(Stored items)
━━━━━━━━━━━━━━━━━━━━

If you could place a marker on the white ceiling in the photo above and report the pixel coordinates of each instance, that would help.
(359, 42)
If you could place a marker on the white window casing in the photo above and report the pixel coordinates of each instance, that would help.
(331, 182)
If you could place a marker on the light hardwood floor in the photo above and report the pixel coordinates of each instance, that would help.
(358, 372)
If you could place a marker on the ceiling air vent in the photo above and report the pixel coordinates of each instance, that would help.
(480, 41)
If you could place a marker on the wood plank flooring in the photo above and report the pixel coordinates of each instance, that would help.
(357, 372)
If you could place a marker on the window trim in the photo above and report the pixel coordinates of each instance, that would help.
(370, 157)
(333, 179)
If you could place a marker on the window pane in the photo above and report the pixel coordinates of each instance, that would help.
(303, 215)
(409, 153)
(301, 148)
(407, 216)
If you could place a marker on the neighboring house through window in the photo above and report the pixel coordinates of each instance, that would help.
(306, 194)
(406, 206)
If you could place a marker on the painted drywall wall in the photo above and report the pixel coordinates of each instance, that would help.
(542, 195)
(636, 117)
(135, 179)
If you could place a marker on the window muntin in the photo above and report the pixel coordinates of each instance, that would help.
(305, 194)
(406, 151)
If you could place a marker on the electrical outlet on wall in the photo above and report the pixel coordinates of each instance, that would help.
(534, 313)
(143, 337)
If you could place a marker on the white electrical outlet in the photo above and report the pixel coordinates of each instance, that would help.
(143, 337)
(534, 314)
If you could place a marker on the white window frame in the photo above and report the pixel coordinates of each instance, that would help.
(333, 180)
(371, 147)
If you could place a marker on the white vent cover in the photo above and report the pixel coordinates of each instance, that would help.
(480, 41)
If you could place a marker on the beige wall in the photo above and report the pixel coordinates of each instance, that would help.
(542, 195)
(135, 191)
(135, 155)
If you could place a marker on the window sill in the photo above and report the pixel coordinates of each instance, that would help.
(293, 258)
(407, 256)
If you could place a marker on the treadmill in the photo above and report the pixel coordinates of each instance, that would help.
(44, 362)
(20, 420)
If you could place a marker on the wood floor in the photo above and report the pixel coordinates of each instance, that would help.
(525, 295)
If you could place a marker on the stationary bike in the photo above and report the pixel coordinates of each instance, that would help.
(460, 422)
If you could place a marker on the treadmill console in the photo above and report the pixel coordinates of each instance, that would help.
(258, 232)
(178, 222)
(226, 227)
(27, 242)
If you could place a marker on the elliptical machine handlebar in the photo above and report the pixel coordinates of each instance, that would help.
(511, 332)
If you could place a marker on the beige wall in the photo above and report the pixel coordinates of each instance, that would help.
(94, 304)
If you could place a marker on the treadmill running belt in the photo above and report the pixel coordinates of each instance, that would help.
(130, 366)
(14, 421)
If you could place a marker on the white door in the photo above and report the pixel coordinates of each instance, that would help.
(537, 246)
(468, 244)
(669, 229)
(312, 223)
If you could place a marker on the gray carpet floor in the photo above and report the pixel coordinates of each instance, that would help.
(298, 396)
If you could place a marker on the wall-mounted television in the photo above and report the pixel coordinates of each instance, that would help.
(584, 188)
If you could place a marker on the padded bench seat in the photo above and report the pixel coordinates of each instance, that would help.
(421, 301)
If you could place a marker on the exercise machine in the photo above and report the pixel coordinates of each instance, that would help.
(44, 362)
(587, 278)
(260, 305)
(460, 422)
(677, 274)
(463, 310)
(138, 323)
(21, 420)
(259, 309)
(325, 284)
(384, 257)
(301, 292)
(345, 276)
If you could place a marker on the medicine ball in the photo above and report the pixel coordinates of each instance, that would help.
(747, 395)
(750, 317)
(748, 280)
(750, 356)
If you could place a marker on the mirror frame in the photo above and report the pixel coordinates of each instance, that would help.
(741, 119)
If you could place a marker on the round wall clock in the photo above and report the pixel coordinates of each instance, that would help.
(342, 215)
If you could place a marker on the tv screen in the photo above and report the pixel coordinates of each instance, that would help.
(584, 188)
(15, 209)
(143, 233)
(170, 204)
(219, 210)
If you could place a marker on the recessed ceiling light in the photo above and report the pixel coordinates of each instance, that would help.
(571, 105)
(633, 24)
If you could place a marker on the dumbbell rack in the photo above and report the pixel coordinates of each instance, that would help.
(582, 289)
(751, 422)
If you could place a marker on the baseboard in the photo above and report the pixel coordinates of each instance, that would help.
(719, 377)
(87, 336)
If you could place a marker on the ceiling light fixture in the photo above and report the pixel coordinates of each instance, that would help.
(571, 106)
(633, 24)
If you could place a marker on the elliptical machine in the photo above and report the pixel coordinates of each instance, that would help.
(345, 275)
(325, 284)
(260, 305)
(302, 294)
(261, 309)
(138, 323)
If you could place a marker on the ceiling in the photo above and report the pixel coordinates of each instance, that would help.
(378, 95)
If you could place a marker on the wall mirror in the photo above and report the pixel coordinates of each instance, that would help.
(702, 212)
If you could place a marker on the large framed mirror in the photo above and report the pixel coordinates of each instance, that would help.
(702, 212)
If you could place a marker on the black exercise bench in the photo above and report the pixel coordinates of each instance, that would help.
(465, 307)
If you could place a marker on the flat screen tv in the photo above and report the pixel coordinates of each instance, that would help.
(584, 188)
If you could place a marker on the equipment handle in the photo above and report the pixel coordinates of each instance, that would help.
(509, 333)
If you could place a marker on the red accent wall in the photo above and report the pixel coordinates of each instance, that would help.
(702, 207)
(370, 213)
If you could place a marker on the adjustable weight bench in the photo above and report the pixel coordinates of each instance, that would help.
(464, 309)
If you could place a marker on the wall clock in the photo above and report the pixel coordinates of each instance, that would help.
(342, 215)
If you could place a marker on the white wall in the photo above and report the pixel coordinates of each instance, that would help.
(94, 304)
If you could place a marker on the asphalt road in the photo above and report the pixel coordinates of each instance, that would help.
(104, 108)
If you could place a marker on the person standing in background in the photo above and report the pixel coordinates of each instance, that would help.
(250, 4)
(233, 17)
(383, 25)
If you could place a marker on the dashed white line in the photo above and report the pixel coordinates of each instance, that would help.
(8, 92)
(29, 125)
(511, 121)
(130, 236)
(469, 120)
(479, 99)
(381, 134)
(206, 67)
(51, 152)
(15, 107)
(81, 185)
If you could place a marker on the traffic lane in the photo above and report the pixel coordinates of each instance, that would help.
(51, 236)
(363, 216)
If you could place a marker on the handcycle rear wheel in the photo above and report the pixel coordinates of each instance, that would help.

━━━━━━━━━━━━━━━━━━━━

## Problem details:
Reproduce the full block of data exactly, omitting nothing.

## Answer to this task:
If you could place a marker on the white ceiling in the photo above and report the pixel coordinates of each instance, that would help.
(359, 42)
If you could place a marker on the white window casing in the photo above and report the pixel coordinates of each instance, that would help.
(331, 182)
If you could place a marker on the light hardwood floor in the photo above and report the pixel coordinates of each instance, that would help.
(358, 372)
If you could place a marker on the ceiling air vent in the photo above and report the pixel coordinates of each instance, that would help.
(480, 41)
If you could place a marker on the wood plank flooring in the photo above and report the pixel coordinates of each instance, that would help.
(357, 372)
If you could place a marker on the window trim in the photo above and report the pixel coordinates of each instance, that would help.
(370, 157)
(333, 179)
If you could place a marker on the window pane in the photo above and report the pixel coordinates of each instance, that would help.
(303, 215)
(409, 153)
(301, 148)
(407, 216)
If you could place a marker on the neighboring house through window in the photo above and report the pixel coordinates of each instance, that would help.
(306, 194)
(406, 206)
If you could place a marker on the painted drywall wall in the photo above and report the pixel coordinates of each instance, that would help.
(542, 195)
(636, 117)
(135, 179)
If you could place a marker on the window muntin in the photo above and report the pixel coordinates of each instance, that would help.
(305, 194)
(406, 151)
If you could place a marker on the electrical outlet on wall in the photo above and report the pixel coordinates of each instance, that would help.
(534, 313)
(143, 337)
If you could place a marker on the white electrical outlet in the photo above and report the pixel coordinates of each instance, that would help.
(143, 337)
(534, 314)
If you could place a marker on the white window frame in the photo above and report the pixel coordinates of each instance, that would help.
(333, 180)
(371, 147)
If you could place a marker on the white vent cover in the photo above and report the pixel coordinates of each instance, that would help.
(480, 41)
If you could place a marker on the beige wall in the photo above and report the pixel coordinates of each instance, that would help.
(542, 195)
(135, 191)
(135, 155)
If you could place a marker on the window sill in the photo above and report the pixel coordinates of each instance, that would help.
(293, 258)
(407, 256)
If you could place a marker on the treadmill in the photo above and report the pixel coordinates of each instance, that would help.
(44, 362)
(20, 420)
If you could place a marker on the wood floor in the photo above and report the pixel coordinates of each instance, that would help.
(525, 295)
If you could place a marker on the stationary bike in the photo above and report the pixel coordinates of each instance, that would help.
(460, 422)
If you could place a marker on the treadmill console in the photo above and report the pixel coordinates of each instance, that would help.
(258, 232)
(178, 222)
(226, 227)
(27, 242)
If you could place a marker on the elliptical machine handlebar in the photo above and report the pixel coordinates of each instance, that would help.
(511, 332)
If you could place a marker on the beige wall in the photo above and report the pixel coordinates of each instance, that would help.
(94, 304)
If you could place a marker on the treadmill running belt in the photo above and report the pixel coordinates of each instance, that would help.
(130, 366)
(14, 421)
If you could place a marker on the white door in the photo above and report the pixel coordinates of each instance, that would help.
(537, 246)
(468, 244)
(669, 229)
(312, 223)
If you could place a marker on the gray carpet floor in the photo above and report the pixel coordinates of each instance, that would help.
(298, 396)
If you could place a marker on the wall-mounted television in the photo above and report the pixel coordinates of each instance, that would help.
(584, 188)
If you could place a marker on the padded bench seat in the photo above and report the pixel coordinates of each instance, that would help.
(421, 301)
If you could place a marker on the exercise machine in the photo above and report the pixel coordinates of each instance, that would help.
(44, 362)
(587, 278)
(260, 305)
(460, 422)
(677, 274)
(463, 310)
(138, 323)
(21, 420)
(259, 309)
(325, 284)
(384, 257)
(301, 292)
(345, 276)
If you could place a marker on the medicine ball in the photo above and report the pixel coordinates of each instance, that would help.
(747, 395)
(750, 317)
(748, 280)
(750, 356)
If you could place a marker on the mirror frame in the photo above and report the pixel coordinates of each instance, that would help.
(741, 119)
If you could place a marker on the round wall clock in the photo above and report the pixel coordinates of each instance, that would help.
(342, 215)
If you could place a marker on the tv screen in the photo above and report the pixel coordinates of each instance, that would help.
(584, 188)
(15, 209)
(143, 233)
(170, 204)
(219, 210)
If you could place a marker on the recessed ceiling light in the photo above and report the pixel coordinates of each instance, that would help.
(571, 105)
(633, 24)
If you could place a marker on the dumbbell rack in the photo above and report the pixel coordinates of each instance, that would help.
(582, 289)
(751, 422)
If you could place a marker on the baseboard in the photo above and report the pixel coordinates of each instance, that would help.
(719, 377)
(87, 336)
If you could place a marker on the ceiling light fixture in the photo above and report the pixel coordinates of each instance, that would help.
(571, 106)
(633, 24)
If you could place a marker on the elliptical machine in the photo above and report the pixel coordinates of each instance, that would help.
(345, 275)
(325, 284)
(260, 305)
(302, 294)
(261, 309)
(138, 323)
If you could place a marker on the ceiling in the photo above and report the pixel coordinates of each instance, that would help.
(378, 95)
If you could place a marker on the wall mirror in the photo above and report the pixel coordinates of each instance, that would help.
(702, 212)
If you could place a marker on the large framed mirror in the photo above and report the pixel coordinates of each instance, that would help.
(702, 212)
If you could place a marker on the black exercise bench in the photo above and report the pixel coordinates of each instance, that would help.
(465, 307)
If you could place a marker on the flat screen tv in the photo above and report the pixel coordinates of each instance, that would help.
(584, 188)
If you could place a marker on the equipment handle in the photo above and report the pixel coordinates of each instance, that would help.
(509, 333)
If you could place a marker on the red accent wall in the photo above and report the pixel coordinates of each instance, that would help.
(702, 207)
(370, 213)
If you could place a marker on the adjustable weight bench in the photo above and report the pixel coordinates of each instance, that would help.
(464, 309)
If you could place a marker on the wall clock in the photo above and report the pixel coordinates of each instance, that would help.
(342, 215)
If you could place a marker on the white wall in the photo above and report the pixel coordinates of each instance, that would help.
(94, 304)
If you could place a marker on the asphalt road in the photo above and report the pixel coordinates of each instance, that would help.
(104, 108)
If you could place a marker on the person standing in background in the photo above and report the pixel coordinates of each instance, that would help.
(250, 4)
(233, 17)
(383, 25)
If you could place a marker on the dashed white line in the photo above and report the pixel coordinates of each instance, that would help.
(8, 92)
(29, 125)
(511, 121)
(130, 236)
(469, 120)
(479, 99)
(381, 134)
(206, 67)
(51, 152)
(15, 107)
(81, 185)
If you could place a marker on the traffic lane in the photo above and report the pixel coordinates of each instance, that would help.
(51, 236)
(363, 216)
If you could place a marker on the handcycle rear wheel in the photo above and report the pixel coordinates of each instance, that would help.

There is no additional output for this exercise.